Goal =
List every line of the records below that contains the word "tree".

>> Start The input

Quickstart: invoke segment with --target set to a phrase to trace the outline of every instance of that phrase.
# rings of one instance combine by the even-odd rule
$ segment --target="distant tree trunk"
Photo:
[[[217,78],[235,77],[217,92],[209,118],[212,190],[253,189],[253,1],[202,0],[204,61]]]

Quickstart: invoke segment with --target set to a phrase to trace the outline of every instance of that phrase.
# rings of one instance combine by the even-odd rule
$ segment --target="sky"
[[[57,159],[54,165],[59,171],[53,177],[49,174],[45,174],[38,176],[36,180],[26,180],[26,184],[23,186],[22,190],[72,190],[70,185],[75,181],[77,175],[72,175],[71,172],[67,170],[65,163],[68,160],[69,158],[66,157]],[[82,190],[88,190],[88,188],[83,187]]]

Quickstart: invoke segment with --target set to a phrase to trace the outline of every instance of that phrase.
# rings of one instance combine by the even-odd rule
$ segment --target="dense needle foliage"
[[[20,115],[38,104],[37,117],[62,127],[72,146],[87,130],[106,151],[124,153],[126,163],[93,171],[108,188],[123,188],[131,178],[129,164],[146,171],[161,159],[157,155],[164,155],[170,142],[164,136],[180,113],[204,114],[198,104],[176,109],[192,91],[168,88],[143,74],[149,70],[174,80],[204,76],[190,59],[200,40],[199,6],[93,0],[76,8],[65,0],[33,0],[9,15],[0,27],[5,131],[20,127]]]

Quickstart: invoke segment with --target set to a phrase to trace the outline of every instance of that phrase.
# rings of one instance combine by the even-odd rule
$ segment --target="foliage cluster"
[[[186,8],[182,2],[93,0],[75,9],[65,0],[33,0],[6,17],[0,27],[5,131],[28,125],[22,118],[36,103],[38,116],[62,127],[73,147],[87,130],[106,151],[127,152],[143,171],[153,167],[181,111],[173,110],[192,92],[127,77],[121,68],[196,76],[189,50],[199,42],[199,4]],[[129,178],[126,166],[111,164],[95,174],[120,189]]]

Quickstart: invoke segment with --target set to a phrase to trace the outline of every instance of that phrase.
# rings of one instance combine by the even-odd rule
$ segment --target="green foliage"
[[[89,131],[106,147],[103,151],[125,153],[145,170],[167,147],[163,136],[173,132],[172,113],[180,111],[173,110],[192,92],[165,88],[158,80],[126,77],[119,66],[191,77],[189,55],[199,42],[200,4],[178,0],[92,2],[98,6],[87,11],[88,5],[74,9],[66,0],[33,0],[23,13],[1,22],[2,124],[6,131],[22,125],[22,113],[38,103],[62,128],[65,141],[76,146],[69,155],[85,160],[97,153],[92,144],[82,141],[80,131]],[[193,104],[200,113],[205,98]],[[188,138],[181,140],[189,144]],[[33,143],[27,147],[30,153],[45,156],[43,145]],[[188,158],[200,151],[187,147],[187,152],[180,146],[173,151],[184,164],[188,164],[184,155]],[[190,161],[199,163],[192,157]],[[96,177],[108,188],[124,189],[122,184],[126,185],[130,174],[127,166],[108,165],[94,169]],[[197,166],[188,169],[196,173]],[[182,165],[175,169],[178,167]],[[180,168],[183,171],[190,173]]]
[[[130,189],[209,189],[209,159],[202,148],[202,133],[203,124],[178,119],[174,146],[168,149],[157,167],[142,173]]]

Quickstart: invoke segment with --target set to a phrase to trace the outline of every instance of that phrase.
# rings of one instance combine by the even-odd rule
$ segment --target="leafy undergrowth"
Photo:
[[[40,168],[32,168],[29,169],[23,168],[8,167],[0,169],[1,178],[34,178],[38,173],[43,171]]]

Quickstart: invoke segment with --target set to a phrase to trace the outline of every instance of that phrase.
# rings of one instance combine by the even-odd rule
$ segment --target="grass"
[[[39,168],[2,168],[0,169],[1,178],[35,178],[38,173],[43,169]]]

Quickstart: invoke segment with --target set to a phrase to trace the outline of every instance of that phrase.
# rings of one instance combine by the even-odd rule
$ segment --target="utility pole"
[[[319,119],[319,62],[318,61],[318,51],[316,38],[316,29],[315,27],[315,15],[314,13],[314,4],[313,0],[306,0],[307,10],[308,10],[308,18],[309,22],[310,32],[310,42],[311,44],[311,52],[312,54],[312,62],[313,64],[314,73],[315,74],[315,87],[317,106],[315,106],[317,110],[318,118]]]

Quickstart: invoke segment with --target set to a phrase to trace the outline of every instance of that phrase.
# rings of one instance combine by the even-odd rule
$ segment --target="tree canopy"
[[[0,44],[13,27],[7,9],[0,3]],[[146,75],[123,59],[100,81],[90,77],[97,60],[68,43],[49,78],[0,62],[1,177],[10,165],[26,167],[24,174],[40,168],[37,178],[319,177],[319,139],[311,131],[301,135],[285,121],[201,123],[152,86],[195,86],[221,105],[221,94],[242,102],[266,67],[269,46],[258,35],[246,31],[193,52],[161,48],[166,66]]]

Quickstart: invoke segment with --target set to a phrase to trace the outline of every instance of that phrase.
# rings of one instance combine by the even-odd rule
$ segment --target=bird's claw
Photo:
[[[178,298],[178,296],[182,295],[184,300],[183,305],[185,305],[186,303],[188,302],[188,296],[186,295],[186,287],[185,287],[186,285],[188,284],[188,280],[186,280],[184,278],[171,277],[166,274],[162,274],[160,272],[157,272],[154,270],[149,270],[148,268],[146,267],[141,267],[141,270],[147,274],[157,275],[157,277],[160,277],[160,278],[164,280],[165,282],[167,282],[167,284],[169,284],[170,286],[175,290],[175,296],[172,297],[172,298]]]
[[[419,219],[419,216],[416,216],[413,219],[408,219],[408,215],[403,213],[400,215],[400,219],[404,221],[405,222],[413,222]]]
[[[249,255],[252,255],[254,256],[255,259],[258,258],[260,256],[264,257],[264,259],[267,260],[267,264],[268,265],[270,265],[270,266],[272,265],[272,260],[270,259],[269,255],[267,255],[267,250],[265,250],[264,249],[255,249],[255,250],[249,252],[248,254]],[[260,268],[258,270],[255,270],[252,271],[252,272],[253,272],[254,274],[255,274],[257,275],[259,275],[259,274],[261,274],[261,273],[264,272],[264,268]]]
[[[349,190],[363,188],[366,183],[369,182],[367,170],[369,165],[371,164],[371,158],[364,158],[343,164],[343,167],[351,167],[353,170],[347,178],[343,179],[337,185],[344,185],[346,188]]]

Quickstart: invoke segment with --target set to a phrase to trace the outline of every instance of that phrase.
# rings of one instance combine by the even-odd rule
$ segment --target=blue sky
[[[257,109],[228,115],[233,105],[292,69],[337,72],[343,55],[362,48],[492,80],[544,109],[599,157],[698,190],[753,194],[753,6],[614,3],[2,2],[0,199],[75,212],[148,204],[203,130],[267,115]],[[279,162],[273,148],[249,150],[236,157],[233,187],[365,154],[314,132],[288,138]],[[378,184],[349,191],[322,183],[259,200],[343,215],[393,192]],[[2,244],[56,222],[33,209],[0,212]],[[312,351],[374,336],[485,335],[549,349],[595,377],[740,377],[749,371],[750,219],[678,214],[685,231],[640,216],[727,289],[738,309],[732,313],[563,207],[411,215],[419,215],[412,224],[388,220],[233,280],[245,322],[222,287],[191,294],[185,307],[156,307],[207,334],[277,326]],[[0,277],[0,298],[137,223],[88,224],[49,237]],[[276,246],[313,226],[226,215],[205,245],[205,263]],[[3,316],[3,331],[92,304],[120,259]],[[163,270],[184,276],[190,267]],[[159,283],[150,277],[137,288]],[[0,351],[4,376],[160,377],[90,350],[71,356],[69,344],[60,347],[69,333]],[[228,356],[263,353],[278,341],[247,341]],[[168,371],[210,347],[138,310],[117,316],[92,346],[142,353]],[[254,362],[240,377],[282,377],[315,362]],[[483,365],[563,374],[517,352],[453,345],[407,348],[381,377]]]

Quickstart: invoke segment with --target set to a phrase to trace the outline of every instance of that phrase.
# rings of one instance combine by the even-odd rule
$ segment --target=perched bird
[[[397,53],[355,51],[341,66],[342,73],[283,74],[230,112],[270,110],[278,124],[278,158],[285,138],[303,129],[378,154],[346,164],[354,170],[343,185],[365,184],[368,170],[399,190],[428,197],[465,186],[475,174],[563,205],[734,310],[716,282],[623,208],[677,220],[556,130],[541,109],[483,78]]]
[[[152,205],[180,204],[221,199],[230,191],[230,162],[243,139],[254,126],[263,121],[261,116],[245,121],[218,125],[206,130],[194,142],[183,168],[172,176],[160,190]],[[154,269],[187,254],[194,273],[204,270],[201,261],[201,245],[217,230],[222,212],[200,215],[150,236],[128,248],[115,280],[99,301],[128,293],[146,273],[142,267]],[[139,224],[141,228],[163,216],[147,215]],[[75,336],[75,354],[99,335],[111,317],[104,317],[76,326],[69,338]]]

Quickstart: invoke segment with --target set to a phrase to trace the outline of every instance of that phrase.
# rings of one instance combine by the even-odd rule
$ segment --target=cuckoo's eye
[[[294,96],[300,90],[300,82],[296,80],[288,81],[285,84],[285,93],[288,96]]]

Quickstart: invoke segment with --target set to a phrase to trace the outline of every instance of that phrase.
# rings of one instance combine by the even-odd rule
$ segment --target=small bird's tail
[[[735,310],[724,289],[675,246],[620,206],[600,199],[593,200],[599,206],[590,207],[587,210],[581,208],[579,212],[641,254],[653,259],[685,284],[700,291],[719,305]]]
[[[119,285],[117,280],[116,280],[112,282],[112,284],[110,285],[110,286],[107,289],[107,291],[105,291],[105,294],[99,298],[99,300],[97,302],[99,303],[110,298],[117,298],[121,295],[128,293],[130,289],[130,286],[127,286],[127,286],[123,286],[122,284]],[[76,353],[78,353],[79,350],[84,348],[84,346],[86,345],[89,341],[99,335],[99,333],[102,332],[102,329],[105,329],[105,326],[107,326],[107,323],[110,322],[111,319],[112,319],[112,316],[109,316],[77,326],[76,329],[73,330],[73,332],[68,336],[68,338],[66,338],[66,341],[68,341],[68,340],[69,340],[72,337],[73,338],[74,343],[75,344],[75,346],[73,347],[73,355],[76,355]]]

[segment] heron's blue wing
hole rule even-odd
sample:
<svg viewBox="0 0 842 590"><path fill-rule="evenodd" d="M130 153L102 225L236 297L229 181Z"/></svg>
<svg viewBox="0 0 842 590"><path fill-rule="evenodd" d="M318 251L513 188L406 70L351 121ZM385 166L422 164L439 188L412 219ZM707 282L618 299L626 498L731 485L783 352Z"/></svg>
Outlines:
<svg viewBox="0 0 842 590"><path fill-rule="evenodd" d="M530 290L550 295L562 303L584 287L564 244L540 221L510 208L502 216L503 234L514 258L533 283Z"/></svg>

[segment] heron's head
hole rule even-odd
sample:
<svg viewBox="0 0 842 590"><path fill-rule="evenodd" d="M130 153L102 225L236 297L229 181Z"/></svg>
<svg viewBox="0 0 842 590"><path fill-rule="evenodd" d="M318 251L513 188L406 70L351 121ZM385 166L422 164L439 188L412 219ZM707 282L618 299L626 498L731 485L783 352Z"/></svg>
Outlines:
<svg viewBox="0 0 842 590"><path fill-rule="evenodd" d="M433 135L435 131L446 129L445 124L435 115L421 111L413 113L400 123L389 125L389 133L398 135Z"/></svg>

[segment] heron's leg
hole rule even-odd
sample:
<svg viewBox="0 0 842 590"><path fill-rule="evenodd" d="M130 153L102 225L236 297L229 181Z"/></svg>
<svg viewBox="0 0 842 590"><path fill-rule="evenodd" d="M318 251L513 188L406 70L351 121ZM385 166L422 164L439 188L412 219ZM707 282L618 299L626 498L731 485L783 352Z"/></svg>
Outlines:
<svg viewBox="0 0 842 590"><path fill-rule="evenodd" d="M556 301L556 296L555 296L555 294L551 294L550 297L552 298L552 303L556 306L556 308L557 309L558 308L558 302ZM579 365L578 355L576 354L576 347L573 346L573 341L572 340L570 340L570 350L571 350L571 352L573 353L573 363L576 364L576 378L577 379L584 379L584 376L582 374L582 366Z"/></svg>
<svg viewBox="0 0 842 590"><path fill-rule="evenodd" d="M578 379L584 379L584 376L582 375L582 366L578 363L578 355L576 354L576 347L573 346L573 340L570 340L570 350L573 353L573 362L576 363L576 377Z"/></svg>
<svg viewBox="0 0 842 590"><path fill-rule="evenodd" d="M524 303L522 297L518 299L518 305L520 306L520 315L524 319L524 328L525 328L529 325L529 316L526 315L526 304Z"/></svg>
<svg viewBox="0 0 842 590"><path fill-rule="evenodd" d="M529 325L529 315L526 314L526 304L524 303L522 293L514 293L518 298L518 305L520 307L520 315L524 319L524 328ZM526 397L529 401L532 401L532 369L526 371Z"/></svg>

>> End The input

Response =
$ segment --target="distant tree trunk"
$ segment --target="tree canopy"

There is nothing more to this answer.